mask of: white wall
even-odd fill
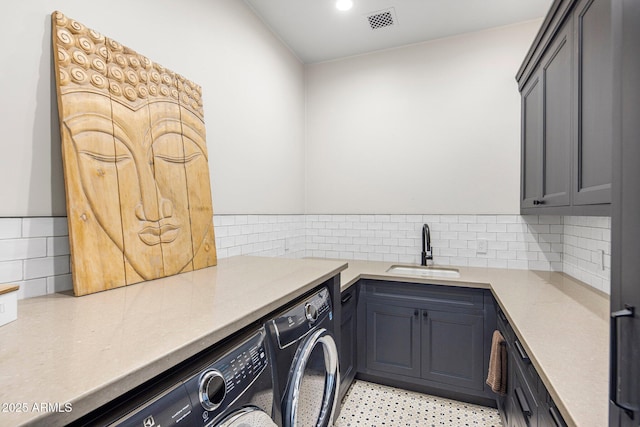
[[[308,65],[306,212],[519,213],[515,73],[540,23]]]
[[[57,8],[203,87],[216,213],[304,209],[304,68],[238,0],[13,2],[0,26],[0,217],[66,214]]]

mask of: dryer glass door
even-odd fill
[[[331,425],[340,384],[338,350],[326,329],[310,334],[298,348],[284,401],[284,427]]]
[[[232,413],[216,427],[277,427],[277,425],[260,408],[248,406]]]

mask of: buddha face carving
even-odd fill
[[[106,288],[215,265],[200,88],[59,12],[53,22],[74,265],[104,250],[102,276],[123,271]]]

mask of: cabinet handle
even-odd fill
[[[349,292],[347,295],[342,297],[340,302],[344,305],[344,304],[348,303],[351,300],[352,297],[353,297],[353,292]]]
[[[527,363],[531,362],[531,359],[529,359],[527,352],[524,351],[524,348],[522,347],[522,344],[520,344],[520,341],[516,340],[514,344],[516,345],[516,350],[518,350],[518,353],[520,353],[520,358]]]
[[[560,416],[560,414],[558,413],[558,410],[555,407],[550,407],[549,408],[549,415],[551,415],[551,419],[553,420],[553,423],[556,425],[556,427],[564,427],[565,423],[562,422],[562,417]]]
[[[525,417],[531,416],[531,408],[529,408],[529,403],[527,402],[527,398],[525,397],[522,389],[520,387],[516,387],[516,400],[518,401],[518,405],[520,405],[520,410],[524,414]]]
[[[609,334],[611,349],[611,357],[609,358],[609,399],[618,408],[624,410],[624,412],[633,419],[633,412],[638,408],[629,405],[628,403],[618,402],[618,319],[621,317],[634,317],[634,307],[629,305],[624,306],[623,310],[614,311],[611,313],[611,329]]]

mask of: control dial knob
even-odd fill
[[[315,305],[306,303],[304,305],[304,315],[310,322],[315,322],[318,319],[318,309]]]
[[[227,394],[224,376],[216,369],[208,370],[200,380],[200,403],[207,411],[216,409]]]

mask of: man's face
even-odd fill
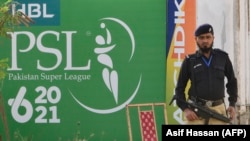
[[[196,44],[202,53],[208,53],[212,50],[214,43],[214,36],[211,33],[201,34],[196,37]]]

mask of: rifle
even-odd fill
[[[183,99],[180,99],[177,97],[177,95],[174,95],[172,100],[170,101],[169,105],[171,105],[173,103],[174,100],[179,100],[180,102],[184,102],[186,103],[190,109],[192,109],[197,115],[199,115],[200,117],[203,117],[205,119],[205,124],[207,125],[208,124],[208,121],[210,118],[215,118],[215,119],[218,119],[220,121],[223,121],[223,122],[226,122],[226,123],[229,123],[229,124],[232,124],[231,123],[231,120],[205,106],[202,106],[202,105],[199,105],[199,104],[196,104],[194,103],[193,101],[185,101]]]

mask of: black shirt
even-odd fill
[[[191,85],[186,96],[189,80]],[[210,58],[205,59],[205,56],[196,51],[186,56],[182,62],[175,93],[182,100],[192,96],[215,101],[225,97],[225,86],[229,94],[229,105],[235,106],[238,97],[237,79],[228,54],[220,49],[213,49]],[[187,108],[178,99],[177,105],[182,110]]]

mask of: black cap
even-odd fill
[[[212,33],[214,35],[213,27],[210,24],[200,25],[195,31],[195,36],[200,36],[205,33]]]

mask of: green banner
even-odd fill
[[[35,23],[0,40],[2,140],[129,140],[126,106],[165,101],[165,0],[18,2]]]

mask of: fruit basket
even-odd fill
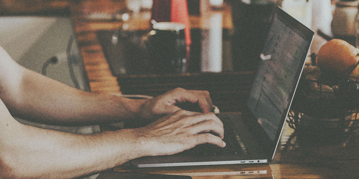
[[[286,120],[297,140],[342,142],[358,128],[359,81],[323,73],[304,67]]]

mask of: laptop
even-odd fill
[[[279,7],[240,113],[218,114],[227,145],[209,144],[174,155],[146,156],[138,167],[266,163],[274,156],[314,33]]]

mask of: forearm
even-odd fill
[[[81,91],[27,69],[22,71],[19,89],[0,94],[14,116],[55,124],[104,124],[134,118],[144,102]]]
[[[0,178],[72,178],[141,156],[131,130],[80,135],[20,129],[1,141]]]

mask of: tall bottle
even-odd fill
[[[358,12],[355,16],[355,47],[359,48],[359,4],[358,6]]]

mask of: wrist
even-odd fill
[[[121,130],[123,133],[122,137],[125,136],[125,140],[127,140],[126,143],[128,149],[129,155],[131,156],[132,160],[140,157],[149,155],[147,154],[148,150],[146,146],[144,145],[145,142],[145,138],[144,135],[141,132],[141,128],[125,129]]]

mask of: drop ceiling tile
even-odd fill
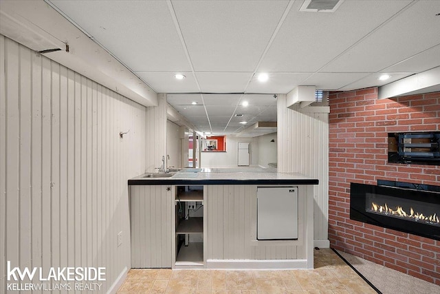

■ ■ ■ ■ ■ ■ ■

* **Written task**:
Except for the pictures, reproduce every line exactly.

* **Correct response**:
mask of: white wall
even-odd fill
[[[308,65],[306,212],[519,213],[515,73],[540,23]]]
[[[57,8],[203,87],[216,213],[304,209],[304,68],[238,0],[13,2],[0,26],[0,217],[66,214]]]

mask of: dryer glass door
even-odd fill
[[[331,425],[340,384],[338,350],[326,329],[310,334],[298,348],[284,401],[284,427]]]
[[[232,413],[216,427],[277,427],[277,425],[260,408],[248,406]]]

mask of: buddha face carving
even-odd fill
[[[106,288],[215,265],[200,88],[59,12],[53,22],[74,265],[104,250],[102,276],[123,271]]]

mask of: cabinet handle
even-odd fill
[[[349,292],[347,295],[342,297],[340,302],[344,305],[344,304],[348,303],[351,300],[352,297],[353,297],[353,292]]]
[[[527,363],[531,362],[531,359],[529,359],[527,352],[524,351],[524,348],[522,347],[522,344],[520,344],[520,341],[516,340],[514,344],[516,345],[516,350],[518,350],[518,353],[520,353],[520,358]]]
[[[560,416],[560,414],[558,413],[558,410],[555,407],[550,407],[549,408],[549,415],[551,415],[551,419],[553,420],[553,423],[556,425],[556,427],[564,427],[565,423],[562,422],[562,417]]]
[[[525,417],[531,416],[531,408],[529,408],[529,403],[527,402],[527,398],[525,397],[522,389],[520,387],[516,387],[516,400],[518,401],[518,405],[520,405],[520,410],[524,414]]]
[[[609,334],[611,349],[611,357],[609,358],[609,399],[618,408],[624,410],[624,412],[633,419],[633,412],[638,408],[629,405],[628,403],[618,402],[618,319],[621,317],[634,317],[634,307],[629,305],[624,306],[623,310],[614,311],[611,313],[611,329]]]

mask of: control dial knob
even-odd fill
[[[315,305],[306,303],[304,305],[304,315],[310,322],[315,322],[318,319],[318,309]]]
[[[227,394],[224,376],[216,369],[208,370],[200,380],[200,403],[207,411],[216,409]]]

mask of: man's face
even-odd fill
[[[196,44],[202,53],[208,53],[212,50],[214,43],[214,36],[211,33],[201,34],[196,37]]]

mask of: rifle
even-odd fill
[[[183,99],[180,99],[177,97],[177,95],[174,95],[172,100],[170,101],[169,105],[171,105],[173,103],[174,100],[179,100],[180,102],[184,102],[186,103],[190,109],[192,109],[197,115],[199,115],[200,117],[203,117],[205,119],[205,124],[207,125],[208,124],[208,121],[210,118],[215,118],[215,119],[218,119],[220,121],[223,121],[223,122],[226,122],[226,123],[229,123],[229,124],[232,124],[231,123],[231,120],[205,106],[202,106],[202,105],[199,105],[199,104],[196,104],[194,103],[193,101],[185,101]]]

mask of: black shirt
even-odd fill
[[[191,85],[186,96],[189,80]],[[210,58],[205,59],[205,56],[196,51],[186,56],[182,62],[175,93],[182,100],[192,96],[215,101],[225,97],[225,86],[229,94],[229,105],[235,106],[238,97],[237,79],[228,54],[220,49],[213,49]],[[187,108],[178,99],[177,105],[182,110]]]

mask of: black cap
even-odd fill
[[[212,33],[214,35],[213,27],[210,24],[200,25],[195,31],[195,36],[200,36],[205,33]]]

mask of: green banner
even-odd fill
[[[35,23],[0,40],[2,140],[129,140],[126,106],[165,101],[165,0],[18,2]]]

mask of: fruit basket
even-odd fill
[[[286,120],[297,140],[342,142],[358,128],[359,81],[323,73],[304,67]]]

mask of: laptop
even-odd fill
[[[279,7],[240,113],[218,114],[227,145],[209,144],[174,155],[146,156],[138,167],[266,163],[274,156],[314,33]]]

mask of: forearm
even-odd fill
[[[81,91],[27,69],[22,71],[19,89],[0,94],[14,116],[55,124],[104,124],[134,118],[144,102]]]
[[[0,178],[72,178],[141,156],[131,130],[80,135],[20,129],[1,141]]]

mask of: tall bottle
even-odd fill
[[[358,12],[355,16],[355,47],[359,48],[359,4],[358,6]]]

mask of: wrist
even-odd fill
[[[121,130],[123,133],[122,137],[125,136],[125,140],[127,140],[126,143],[128,149],[129,155],[131,156],[132,160],[140,157],[149,155],[147,154],[148,150],[146,146],[144,145],[145,142],[145,138],[144,135],[141,132],[141,128],[125,129]]]

mask of: drop ceiling tile
even-odd fill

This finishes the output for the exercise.